■ TASK TO COMPLETE: Pull out each line of the records holding the string "arched".

*** Opening of INFORMATION SHOWN ***

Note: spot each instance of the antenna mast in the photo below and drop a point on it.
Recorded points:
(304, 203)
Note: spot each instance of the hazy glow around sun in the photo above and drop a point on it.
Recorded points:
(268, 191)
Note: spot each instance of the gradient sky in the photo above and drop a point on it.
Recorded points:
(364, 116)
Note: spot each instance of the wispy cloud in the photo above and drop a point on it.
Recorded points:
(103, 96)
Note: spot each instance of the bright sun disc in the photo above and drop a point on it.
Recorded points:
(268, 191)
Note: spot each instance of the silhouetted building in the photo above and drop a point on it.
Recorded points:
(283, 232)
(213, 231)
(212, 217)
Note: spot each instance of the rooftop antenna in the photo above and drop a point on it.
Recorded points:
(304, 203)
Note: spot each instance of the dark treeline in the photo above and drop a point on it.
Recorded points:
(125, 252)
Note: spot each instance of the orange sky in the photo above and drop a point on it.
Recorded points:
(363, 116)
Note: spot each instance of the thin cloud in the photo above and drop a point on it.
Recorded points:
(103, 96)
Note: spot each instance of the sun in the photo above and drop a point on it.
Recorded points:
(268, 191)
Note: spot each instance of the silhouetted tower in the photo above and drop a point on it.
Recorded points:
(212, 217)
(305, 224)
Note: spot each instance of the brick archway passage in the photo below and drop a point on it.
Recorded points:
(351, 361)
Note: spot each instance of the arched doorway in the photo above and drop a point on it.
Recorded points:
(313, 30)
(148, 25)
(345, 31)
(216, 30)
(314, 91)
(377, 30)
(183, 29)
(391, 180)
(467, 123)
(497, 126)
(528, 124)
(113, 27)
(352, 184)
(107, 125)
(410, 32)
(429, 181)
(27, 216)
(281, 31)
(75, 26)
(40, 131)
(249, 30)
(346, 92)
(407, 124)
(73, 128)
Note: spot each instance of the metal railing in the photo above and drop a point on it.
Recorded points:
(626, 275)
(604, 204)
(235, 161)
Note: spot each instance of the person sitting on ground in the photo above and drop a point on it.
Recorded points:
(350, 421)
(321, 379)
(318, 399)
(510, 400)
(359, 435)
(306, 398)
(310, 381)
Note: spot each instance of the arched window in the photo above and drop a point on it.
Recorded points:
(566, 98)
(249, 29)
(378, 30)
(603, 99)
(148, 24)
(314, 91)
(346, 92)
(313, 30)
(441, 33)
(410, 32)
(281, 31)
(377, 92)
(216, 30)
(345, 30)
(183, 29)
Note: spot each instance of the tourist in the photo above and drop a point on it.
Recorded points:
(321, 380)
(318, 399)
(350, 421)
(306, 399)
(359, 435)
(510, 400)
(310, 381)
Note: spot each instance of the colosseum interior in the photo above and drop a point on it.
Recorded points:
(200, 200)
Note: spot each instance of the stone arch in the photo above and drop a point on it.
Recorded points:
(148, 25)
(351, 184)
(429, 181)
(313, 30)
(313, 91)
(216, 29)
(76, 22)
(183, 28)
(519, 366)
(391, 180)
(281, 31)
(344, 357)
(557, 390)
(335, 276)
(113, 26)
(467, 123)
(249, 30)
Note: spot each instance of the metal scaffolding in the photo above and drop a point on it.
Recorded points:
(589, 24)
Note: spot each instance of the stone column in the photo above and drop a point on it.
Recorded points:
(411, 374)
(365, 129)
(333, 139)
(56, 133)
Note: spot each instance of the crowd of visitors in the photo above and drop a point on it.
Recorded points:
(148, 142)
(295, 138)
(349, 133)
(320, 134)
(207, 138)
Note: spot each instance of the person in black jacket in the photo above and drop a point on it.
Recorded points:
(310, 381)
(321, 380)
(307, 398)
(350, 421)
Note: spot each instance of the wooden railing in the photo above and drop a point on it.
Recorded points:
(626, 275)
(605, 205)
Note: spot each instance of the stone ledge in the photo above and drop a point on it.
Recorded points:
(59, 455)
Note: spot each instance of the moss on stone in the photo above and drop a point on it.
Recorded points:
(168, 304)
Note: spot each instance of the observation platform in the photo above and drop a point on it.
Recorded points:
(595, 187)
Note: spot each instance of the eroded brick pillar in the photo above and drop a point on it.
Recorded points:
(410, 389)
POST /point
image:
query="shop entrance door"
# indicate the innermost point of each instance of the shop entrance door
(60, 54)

*** Close of INFORMATION SHOWN ***

■ RESPONSE TO THIS TASK:
Note: spot each instance of the arched doorway in the photo above and drop a point on it.
Note: spot each instance of the arched window in the photo above and drop a point on it.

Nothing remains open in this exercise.